• _TO DO_
Rewrite the items between the line holding "of the fuel" and the line holding "x=269, y=159", inclusive, putting "Answer" wherever "Reply" appears and leaving everything else untouched.

• _RECORDS FOR THIS TASK_

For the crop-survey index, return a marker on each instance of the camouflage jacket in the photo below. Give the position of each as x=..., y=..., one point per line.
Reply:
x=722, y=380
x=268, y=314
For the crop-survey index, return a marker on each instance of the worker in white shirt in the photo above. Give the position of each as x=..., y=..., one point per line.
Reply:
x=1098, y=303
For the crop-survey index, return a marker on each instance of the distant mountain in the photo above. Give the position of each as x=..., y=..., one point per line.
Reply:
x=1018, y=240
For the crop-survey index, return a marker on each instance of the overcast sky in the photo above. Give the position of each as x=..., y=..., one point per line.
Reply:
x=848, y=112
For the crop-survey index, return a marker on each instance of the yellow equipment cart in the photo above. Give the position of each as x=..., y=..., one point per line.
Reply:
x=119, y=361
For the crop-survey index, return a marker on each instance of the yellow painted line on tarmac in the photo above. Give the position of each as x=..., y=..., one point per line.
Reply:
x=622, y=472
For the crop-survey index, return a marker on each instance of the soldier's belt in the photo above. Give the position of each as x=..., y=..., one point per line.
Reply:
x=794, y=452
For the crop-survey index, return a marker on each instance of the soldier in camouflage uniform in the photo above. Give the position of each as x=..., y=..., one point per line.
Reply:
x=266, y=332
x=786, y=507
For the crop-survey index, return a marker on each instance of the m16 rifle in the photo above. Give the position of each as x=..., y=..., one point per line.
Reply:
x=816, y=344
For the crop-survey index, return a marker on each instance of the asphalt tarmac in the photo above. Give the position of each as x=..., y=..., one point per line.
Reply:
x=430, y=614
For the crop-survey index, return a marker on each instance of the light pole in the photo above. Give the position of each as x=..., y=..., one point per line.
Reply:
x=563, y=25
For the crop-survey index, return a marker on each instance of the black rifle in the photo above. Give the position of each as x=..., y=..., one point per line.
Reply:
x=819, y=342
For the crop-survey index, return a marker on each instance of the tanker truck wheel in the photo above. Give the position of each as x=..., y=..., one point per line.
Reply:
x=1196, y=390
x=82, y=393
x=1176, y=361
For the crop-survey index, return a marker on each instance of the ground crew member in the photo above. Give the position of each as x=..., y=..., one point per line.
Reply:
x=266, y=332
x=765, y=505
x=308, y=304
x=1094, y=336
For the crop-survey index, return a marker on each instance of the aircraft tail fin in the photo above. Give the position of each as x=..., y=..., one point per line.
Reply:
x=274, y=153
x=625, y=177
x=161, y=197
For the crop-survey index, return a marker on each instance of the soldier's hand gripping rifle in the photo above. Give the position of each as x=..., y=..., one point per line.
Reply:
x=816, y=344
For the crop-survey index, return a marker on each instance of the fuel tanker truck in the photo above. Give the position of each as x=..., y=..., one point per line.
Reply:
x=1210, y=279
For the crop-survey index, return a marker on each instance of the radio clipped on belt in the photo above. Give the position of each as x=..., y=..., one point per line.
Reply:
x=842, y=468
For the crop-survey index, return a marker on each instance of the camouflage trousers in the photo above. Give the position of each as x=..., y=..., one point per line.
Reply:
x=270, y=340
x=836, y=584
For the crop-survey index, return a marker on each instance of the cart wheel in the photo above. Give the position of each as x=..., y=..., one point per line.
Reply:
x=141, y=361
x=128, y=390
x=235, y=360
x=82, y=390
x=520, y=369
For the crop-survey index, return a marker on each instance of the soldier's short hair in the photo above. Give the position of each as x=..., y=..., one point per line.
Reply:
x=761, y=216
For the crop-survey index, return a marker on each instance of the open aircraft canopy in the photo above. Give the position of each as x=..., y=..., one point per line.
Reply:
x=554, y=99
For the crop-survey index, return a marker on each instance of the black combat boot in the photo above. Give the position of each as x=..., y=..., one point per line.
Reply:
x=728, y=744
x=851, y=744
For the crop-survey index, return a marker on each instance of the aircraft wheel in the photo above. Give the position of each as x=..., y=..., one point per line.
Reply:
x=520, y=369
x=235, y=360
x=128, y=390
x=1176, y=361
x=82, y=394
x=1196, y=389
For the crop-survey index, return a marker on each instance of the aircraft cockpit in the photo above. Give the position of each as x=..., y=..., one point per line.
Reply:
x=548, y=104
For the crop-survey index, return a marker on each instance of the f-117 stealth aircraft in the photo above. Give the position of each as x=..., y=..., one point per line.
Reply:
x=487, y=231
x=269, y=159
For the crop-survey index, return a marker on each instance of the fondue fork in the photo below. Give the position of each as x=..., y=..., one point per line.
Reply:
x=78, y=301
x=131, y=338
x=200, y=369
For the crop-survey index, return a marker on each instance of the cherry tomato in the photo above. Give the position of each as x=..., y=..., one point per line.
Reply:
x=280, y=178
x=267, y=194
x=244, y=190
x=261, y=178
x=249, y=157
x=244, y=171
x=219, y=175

• _THE COMPLETED TASK_
For the crop-survey index, return a marker on each instance of the fuel tanker truck in the photo above. Give the position of each as x=..., y=..., one point per line.
Answer:
x=1210, y=279
For the crop-survey index, return a marker on each instance of the radio clipped on belt in the photo above. Give the position of each as x=..., y=..., one point per line.
Answer:
x=842, y=468
For the crop-survey index, return a marker on each instance of the camouflage trousers in the photo above. Give the position of each as x=..., y=..., one point per line.
Answer:
x=270, y=340
x=836, y=584
For the crop-survey index, return a marker on each instance of the cart wheel in the photo above. Give the position of each as x=..., y=..., one point per line.
Answer:
x=141, y=361
x=128, y=390
x=235, y=360
x=82, y=390
x=520, y=369
For the crop-survey index, return a marker on each instance of the soldier's short hair in the photo above. Give the position of each as x=..., y=..., one point per line.
Answer:
x=761, y=216
For the crop-survey index, return a marker on each instance of the open aircraft canopy in the photo above. Give the position of each as x=..., y=..., one point per line.
Answer:
x=554, y=99
For the crop-survey index, return a marker on each instance of the black combat boot in the photo above. Give the position of each as x=..., y=..., one point per line.
Answer:
x=728, y=744
x=851, y=744
For the crop-survey index, return a marker on each instance of the aircraft wheel in the photo above. Give the position of each as x=..., y=..., one point per line.
Answer:
x=520, y=369
x=235, y=360
x=128, y=390
x=1176, y=361
x=82, y=394
x=1196, y=389
For the crop-survey index, return a marker on each instance of the aircraft cockpit in the photo above. Give the position of each as x=..., y=..., one point per line.
Answer:
x=548, y=104
For the crop-survey index, return a marker on each instance of the f-117 stealth aircraft in the photo above. Give the position of each as x=..., y=..., one point per line.
Answer:
x=487, y=231
x=269, y=159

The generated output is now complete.